[Cosa si chiede]: Prosegui il testo sul welfare aziendale a partire dall'ultima frase riportata.

[Testo di partenza]:
■ ■ ■

Investire sulle persone significa guadagnare in competitività, efficienza e redditività. Offrire benefit e prestazioni ai propri dipendenti da la possibilità concreta di migliorare la qualità della vita lavorativa in azienda. I piani di welfare aziendale, attivabili da grandi come da piccole e medie imprese, servono sia a premiare il lavoratore, sia ad aumentare il potere di acquisto del beneficiario.

In tal modo si rende positivo il clima aziendale e si aumenta la produttività. Secondo un nuovo Rapporto Censis – Eudaimon, il primo sul welfare aziendale, il settore potrebbe arrivare a valere in Italia più di 21 miliardi di euro.

Un dato calcolato sulla base delle prestazioni e dei servizi di welfare aziendale estesi a tutti i lavoratori del settore privato: “un valore pari a quasi una mensilità di stipendio in più all’anno per lavoratore. Perciò è indispensabile che il welfare aziendale sia promosso come un pilastro aggiuntivo del più generale sistema di welfare italiano e non venga percepito come un premio che avvantaggia soprattutto i livelli occupazionali più alti”.

Per raggiungere questo obiettivo, però, è fondamentale una comunicazione capillare sul contenuto e sul ruolo strategico di questo strumento.

Parliamo di benefit di diverso tipo, dall’assicurazione sanitaria all’auto, dalla palestra al telefonino, dal tablet/laptop ai corsi di formazione, dai buoni pasto agli abbonamenti ai trasporti pubblici, dai centri vacanze all’asilo nido, dai servizi digitali alle convenzioni con alcuni negozi. Tutti centrali per la crescita professionale del dipendente, per il suo benessere (e quello della sua famiglia) e per un miglioramento anche della produttività stessa.

Sono in molti ad apprezzare questa forma di retribuzione in alternativa al denaro: il 58,7% dei lavoratori si dice favorevole, il 23,5% è contrario e il 17,8% non ha una opinione in merito. Ad essere più favorevoli sono i dirigenti e i quadri (73,6%), i lavoratori con figli piccoli, fino a 3 anni (68,2%), i laureati (63,5%), i lavoratori con redditi medio-alti (62,2%).

Meno favorevoli sono gli operai, i lavoratori esecutivi e quelli con redditi bassi.

■ ■ ■

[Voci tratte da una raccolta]
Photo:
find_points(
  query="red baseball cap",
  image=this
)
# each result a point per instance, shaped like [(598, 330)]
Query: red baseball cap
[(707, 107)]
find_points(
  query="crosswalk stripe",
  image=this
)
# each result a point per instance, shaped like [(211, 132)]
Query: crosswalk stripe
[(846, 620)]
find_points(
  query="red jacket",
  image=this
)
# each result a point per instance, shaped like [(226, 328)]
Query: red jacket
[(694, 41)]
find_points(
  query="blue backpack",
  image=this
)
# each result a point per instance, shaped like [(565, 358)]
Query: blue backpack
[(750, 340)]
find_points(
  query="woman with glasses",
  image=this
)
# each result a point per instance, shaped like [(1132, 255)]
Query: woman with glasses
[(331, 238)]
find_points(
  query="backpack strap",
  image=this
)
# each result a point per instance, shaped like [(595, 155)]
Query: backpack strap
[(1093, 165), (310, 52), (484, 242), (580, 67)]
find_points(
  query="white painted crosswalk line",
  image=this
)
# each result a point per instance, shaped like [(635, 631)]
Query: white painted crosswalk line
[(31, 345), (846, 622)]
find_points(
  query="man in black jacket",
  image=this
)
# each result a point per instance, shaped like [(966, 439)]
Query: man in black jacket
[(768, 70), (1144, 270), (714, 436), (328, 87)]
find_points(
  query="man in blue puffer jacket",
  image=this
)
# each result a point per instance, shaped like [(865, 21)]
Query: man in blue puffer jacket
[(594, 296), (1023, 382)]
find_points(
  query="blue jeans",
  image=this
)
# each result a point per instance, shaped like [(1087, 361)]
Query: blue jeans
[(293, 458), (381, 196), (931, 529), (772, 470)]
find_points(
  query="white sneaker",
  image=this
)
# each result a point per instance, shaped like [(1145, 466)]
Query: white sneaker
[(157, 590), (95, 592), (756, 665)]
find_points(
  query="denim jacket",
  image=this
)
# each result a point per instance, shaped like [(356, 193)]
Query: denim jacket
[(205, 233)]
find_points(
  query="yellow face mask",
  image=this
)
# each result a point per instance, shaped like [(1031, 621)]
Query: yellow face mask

■ ■ ■

[Risposta all'esercizio]:
A Milano è partita l’attività del laboratorio di ricerca “Wbr-Lab” (Welfare Benefit Return), che si propone di definire una metodologia per la misurazione della “creazione di valore” economico (lato azienda) derivante dall’adozione di programmi di welfare aziendale.

L’iniziativa è frutto della collaborazione dell’Università Milano-Bicocca con Valore Welfare e sono diverse le aziende che parteciperanno ai lavori di ricerca e di validazione della metodologia, tra cui: Italtel, Aeroporto di Bologna, Axa Italia, havas Media, Bper Banca.

Compito del centro di ricerca è misurare i “ritorni di valore” che iniziative di welfare aziendale e di flexible benefit possono generare sul piano economico: “dove tali progetti sono stati da noi misurati, il ritorno si attesta fra il 15% e 25% dell’investimento iniziale”, ha spiegato in una nota stampa Antonio Manzoni, co-fondatore di Valore Welfare.

A un’iniziale fase di ricerca e di studio seguirà una fase di validazione e di test per l’applicazione della metodologia WBR nei diversi contesti aziendali dei partecipanti al laboratorio.

Nel nostro Paese la leva del welfare aziendale è ancora relativamente poco sfruttata: solo il 17,9% degli occupati ne ha una conoscenza esatta, il 58,5% ne ha solo una vaga idea, il 23,6% proprio non la conosce.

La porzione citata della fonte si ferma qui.